Write out every line of the entries below again, swapping each "jersey" for "shirt" and changing nothing else. Omit the pictures from your answer.

» **INPUT MATERIAL**:
--- BEGIN ---
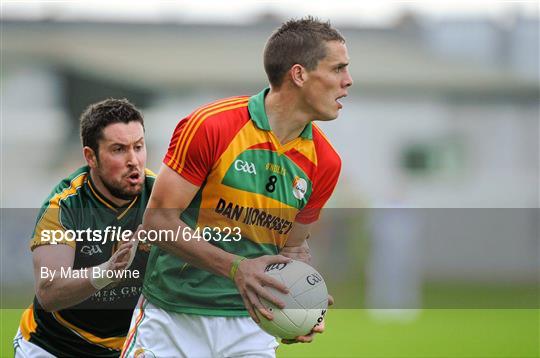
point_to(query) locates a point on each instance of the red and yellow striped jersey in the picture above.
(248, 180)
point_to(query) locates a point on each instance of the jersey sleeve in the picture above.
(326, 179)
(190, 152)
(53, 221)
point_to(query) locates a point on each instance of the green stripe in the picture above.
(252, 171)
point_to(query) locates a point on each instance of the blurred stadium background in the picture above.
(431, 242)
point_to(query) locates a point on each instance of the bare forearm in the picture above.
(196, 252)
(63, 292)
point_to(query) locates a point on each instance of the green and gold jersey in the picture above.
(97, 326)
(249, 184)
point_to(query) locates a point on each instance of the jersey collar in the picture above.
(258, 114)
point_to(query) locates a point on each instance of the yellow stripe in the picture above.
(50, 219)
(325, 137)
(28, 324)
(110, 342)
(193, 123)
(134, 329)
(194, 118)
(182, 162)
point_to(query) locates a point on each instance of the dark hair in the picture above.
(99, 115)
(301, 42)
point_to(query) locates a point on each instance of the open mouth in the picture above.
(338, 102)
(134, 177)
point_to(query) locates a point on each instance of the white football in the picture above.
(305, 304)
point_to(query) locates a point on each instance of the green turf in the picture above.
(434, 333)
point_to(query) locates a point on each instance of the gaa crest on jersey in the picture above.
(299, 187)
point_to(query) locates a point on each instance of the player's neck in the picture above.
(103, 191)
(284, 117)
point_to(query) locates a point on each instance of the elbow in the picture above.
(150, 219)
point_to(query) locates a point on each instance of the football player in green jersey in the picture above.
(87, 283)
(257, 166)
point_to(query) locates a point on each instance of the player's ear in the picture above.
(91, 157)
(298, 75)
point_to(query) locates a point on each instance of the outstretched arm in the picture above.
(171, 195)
--- END ---
» **COMPLETE ANSWER**:
point_to(query) locates a point on each instance of the red and yellow striped shirt in the picture above.
(248, 180)
point_to(query) locates a point on each instance of the shirt sleeve in the picture above.
(326, 179)
(190, 152)
(53, 221)
point_to(query) locates a point on each instance of the green stripe in the picture above.
(252, 171)
point_to(query) locates a point on each instance of the blurred stadium background in the picture above.
(431, 242)
point_to(query) locates a point on each instance of the bare forearm in the picture above.
(196, 252)
(63, 292)
point_to(query) locates a point on each instance of the green and gold shirt in the picture above.
(97, 326)
(249, 184)
point_to(query) locates a point on each instance of the shirt collar in the picture above.
(258, 114)
point_to(query) locates a point on each instance of the yellow stripe in the picture above.
(50, 219)
(325, 137)
(28, 324)
(110, 342)
(193, 123)
(134, 329)
(194, 118)
(182, 162)
point_to(query) locates a point on each instance of the dark hair in the picture above.
(99, 115)
(301, 42)
point_to(query) locates a point on each instance of the open mouth in the picture above.
(338, 102)
(134, 177)
point_to(query) locates a point on each instance of the white football in the picture above.
(305, 304)
point_to(query) locates a point on each instance of the green turf in the picture above.
(434, 333)
point_to(query) locates a point on each instance of the gaa crest on shirt in the picture above.
(299, 187)
point_to(query) locates a point on each instance of the player's neck in the picture above.
(103, 191)
(284, 117)
point_to(query) locates a point on each instance of the elbow in the picture above.
(150, 219)
point_to(query) locates a point on each instance of the football player in green shirt in the picture above.
(87, 283)
(257, 166)
point_to(query) locates a point on each instance of the player's ear in the picture above.
(91, 157)
(298, 75)
point_to(query) locates a point on each instance of the outstretched arm in the picture above.
(171, 195)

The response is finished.